[Opening INFORMATION GIVEN section]

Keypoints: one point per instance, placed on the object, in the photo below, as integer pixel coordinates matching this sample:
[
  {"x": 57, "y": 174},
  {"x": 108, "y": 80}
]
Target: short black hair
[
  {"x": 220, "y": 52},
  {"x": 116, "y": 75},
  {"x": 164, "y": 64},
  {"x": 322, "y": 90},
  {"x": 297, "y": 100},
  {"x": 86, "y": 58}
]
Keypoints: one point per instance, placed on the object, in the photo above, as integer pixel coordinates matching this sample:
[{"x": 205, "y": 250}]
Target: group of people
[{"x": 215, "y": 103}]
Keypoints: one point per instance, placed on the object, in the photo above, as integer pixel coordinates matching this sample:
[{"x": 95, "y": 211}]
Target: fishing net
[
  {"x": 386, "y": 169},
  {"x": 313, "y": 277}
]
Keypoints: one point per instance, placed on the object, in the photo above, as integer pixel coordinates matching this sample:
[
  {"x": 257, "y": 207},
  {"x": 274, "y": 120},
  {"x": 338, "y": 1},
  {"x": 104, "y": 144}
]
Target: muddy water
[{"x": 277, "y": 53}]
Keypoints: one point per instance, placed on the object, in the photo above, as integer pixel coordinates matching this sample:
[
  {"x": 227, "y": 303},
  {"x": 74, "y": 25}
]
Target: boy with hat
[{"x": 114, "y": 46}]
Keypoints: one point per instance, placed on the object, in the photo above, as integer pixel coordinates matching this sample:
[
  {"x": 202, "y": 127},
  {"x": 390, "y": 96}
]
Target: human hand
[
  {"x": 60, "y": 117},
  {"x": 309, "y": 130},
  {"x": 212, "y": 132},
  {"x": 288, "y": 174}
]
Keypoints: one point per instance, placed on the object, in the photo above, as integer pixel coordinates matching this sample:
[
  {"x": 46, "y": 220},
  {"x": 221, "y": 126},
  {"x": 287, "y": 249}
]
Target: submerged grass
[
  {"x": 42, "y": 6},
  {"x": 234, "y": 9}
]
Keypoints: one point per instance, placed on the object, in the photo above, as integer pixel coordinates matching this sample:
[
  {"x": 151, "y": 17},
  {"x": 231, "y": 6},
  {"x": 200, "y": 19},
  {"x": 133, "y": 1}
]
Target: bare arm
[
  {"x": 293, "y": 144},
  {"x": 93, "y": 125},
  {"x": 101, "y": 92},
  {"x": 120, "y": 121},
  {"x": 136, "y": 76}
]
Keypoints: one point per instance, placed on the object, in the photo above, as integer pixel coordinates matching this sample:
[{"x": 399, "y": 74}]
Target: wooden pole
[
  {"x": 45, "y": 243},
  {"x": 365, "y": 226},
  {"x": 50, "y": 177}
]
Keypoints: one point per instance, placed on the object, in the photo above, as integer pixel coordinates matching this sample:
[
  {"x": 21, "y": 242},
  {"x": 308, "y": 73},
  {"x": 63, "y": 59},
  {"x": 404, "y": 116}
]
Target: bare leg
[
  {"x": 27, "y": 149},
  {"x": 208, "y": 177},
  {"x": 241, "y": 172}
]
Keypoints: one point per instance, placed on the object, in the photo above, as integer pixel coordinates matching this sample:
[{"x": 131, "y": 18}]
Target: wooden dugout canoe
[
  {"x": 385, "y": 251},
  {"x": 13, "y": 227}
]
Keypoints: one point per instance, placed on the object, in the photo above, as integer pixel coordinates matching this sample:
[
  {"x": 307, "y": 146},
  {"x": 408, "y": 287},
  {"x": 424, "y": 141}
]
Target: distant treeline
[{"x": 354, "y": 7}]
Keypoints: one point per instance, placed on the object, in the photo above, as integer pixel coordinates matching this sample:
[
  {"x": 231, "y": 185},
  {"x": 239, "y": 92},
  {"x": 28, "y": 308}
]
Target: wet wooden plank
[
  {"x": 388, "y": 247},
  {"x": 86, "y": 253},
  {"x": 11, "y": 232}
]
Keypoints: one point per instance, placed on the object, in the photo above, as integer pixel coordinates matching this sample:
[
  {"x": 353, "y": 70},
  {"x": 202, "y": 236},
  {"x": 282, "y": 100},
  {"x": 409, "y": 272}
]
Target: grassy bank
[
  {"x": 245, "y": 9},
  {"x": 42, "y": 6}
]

[Closing INFORMATION GIVEN section]

> _TRY IT_: Print every line of the listing exactly.

> _ANSWER AREA_:
Keypoints: one point per instance, placed on the object, in the photo below, as integer pixel coordinates matching this sample:
[
  {"x": 57, "y": 174},
  {"x": 108, "y": 80}
]
Target: short black hair
[
  {"x": 220, "y": 52},
  {"x": 116, "y": 75},
  {"x": 164, "y": 64},
  {"x": 322, "y": 90},
  {"x": 297, "y": 100},
  {"x": 86, "y": 58}
]
Keypoints: one point per instance, placed on the object, in the photo above, as integer pixel coordinates matching this sample:
[{"x": 205, "y": 250}]
Target: group of people
[{"x": 215, "y": 103}]
Keypoints: one point per instance, placed on the object, in the photo above, as integer pixel coordinates matching this sample:
[{"x": 95, "y": 211}]
Target: fishing net
[
  {"x": 386, "y": 169},
  {"x": 313, "y": 277}
]
Keypoints: one point per instance, placed on the object, in the photo above, as integer pixel coordinates matching this sample:
[
  {"x": 257, "y": 207},
  {"x": 274, "y": 120},
  {"x": 338, "y": 1},
  {"x": 104, "y": 144}
]
Target: muddy water
[{"x": 277, "y": 53}]
Keypoints: one point per instance, placed on the object, in the photo above, as integer pixel coordinates matching this sample:
[
  {"x": 227, "y": 303},
  {"x": 74, "y": 25}
]
Target: boy with hat
[{"x": 114, "y": 46}]
Keypoints: one point per instance, placed on the object, in the photo above, as integer pixel coordinates matching this sample:
[
  {"x": 202, "y": 127},
  {"x": 390, "y": 96}
]
Target: human hand
[
  {"x": 60, "y": 117},
  {"x": 309, "y": 130},
  {"x": 212, "y": 132},
  {"x": 288, "y": 174}
]
Keypoints: one point per instance, placed on the object, in the photo above, as integer pixel coordinates matching this sample:
[
  {"x": 46, "y": 220},
  {"x": 221, "y": 126},
  {"x": 287, "y": 249}
]
Target: submerged grass
[
  {"x": 42, "y": 6},
  {"x": 234, "y": 9}
]
Keypoints: one point per instance, placed on the object, in the photo above, as integer pixel coordinates matching this sample:
[
  {"x": 151, "y": 17},
  {"x": 231, "y": 6},
  {"x": 200, "y": 19},
  {"x": 133, "y": 1}
]
Target: bare arm
[
  {"x": 293, "y": 144},
  {"x": 93, "y": 125},
  {"x": 101, "y": 92},
  {"x": 120, "y": 121},
  {"x": 136, "y": 76}
]
Keypoints: one point per instance, placed on the object, in the photo above, as integer pixel coordinates matching this sample:
[{"x": 399, "y": 74}]
Target: wooden pole
[
  {"x": 45, "y": 243},
  {"x": 365, "y": 226},
  {"x": 50, "y": 177}
]
Keypoints: one point per instance, placed on the object, in the photo above, as integer pixel coordinates matching this sample:
[
  {"x": 21, "y": 242},
  {"x": 308, "y": 73},
  {"x": 63, "y": 59},
  {"x": 404, "y": 116}
]
Target: bare leg
[
  {"x": 27, "y": 149},
  {"x": 208, "y": 177},
  {"x": 241, "y": 172}
]
Keypoints: one point per instance, placed on the object, in the photo above, as integer pixel coordinates matching this sample:
[{"x": 131, "y": 18}]
Target: wooden dugout canoe
[
  {"x": 385, "y": 251},
  {"x": 13, "y": 227}
]
Keypoints: one point per instance, placed on the object, in the photo above, as integer pixel coordinates matching this sample:
[
  {"x": 307, "y": 146},
  {"x": 408, "y": 287},
  {"x": 424, "y": 141}
]
Target: distant treeline
[{"x": 354, "y": 7}]
Keypoints: one point per instance, placed on the object, in the photo above, as integer pixel coordinates matching this sample:
[
  {"x": 231, "y": 185},
  {"x": 239, "y": 92},
  {"x": 28, "y": 308}
]
Target: wet wooden plank
[
  {"x": 388, "y": 247},
  {"x": 86, "y": 253},
  {"x": 11, "y": 232}
]
Keypoints: one point per instance, placed on the object, in the photo above, as integer pixel coordinates matching this sample:
[
  {"x": 353, "y": 70},
  {"x": 202, "y": 236},
  {"x": 282, "y": 100},
  {"x": 409, "y": 272}
]
Target: grassy bank
[
  {"x": 245, "y": 9},
  {"x": 42, "y": 6}
]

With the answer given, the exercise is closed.